§ ASSIGNED TASK A:
Using the news article on the Industry Ministry's dissent note about FDI in pharma, decide whether each statement agrees with it. Answer yes or no for each, and quote the words from the article that settle it.
(i) The high-level committee on FDI in existing pharmaceutical firms was headed by Arun Maira.
(ii) The Foreign Investment Promotion Board operates under the Industry Ministry.
(iii) Dabur Pharma was acquired by Mylan Inc.
§ ASSIGNED TASK B: Go on with the news article about the Industry Ministry's dissent note on FDI in pharma, picking up after its final sentence.

§ TEXT BLOCK:
Monday 3 October 2011

Indian Ministry gives dissent note to committee on FDI in pharma

                     New Delhi: The Industry Ministry has given its dissent note to the report of the high-level committee, which suggested that all FDI proposals for takeover of existing Indian pharmaceutical companies should be approved by competition watchdog CCI.
   
The report of the committee headed by Planning Commission member Arun Maira on FDI in existing pharmaceutical firms, is likely to be reviewed by Prime Minister Manmohan Singh on October 10.
   
The Industry Ministry's "dissent note would be part of the report", a Department of Industrial Policy and Promotion (DIPP) official said. DIPP is the nodal arm of Industry Ministry which deals with FDI related issues.
   
The note argued that instead of Competition Commission of India (CCI), Foreign Investment Promotion Board (FIPB) is the right gateway for clearing mergers and acquisitions in the pharma companies.
   
FIPB is an inter-ministerial body of senior officials under the Finance Ministry which approves FDI proposals.
   
In the wake of a spate of mergers and acquisitions (M&As) of domestic pharma firms, a concern has been raised in the government quarters that prices of generic drugs would shoot up.
   
The affordability of medicines has so far been the hallmark of the Indian generic drugs all over the world, thanks to robust growth of the homegrown players, several of which have been targeted by multi-national firms for M&As.
   
The recent buyouts of the Indian firms by multi-national firms included takeovers of market leader Ranbaxy Laboratories by Daiichi Sankyo of Japan, Shanta Biotech by Sanofi Aventis of France, Piramal Health Care by Abbott Laboratories of US.
   
Also, Matrix Lab and Orchid Chemicals were bought over by Mylan Inc and Hospira of the US, respectively. Dabur Pharma was acquired by Fresenius Kabi of Singapore.
   
The dissent note said that as the role and powers of CCI have been notified recently, the capacities of CCI would need to be strengthened if it has to act as a gate-keeping mechanism for acquisition in the drugs and pharmaceutical sector.

§ DATA LISTING:
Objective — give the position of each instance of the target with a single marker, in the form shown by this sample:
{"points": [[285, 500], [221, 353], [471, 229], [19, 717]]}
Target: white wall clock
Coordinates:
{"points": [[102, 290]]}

§ RESPONSE A:
(i) Yes: "the committee headed by Planning Commission member Arun Maira on FDI in existing pharmaceutical firms"
(ii) No: "FIPB is an inter-ministerial body of senior officials under the Finance Ministry which approves FDI proposals."
(iii) No: "Dabur Pharma was acquired by Fresenius Kabi of Singapore."

§ RESPONSE B:
"The urgency of the issues at hand do not permit us the luxury of waiting for such capacities to be built-up," it said.
   
It also said that while CCI is a statutory body mandated to scrutinise anti-competitive practices, FIPB is a policy mechanism and the concern being addressed is one of FDI policy. "The parameters within which the CCI can work would necessarily be circumscribed by the provisions of the Competition Act, which is structured around the determination of anti-competitive practices. The CCI may, therefore, not be able to take on board public interest concerns related to public health," the note said.
   
Further it said that the DIPP is in agreement with the recommendations of the High Level Expert Group on Universal Health Coverage set up by the Planning Commission that "we need to urgently revisit India's FDI regulations to amend the present rules on an automatic route of 100 percent share of foreign players in the Indian pharma industry".
   
DIPP said that while the government can permit 100 percent FDI in green field projects without any restrictions on the automatic route, a scrutiny for FDI in existing firms through the FIPB is required.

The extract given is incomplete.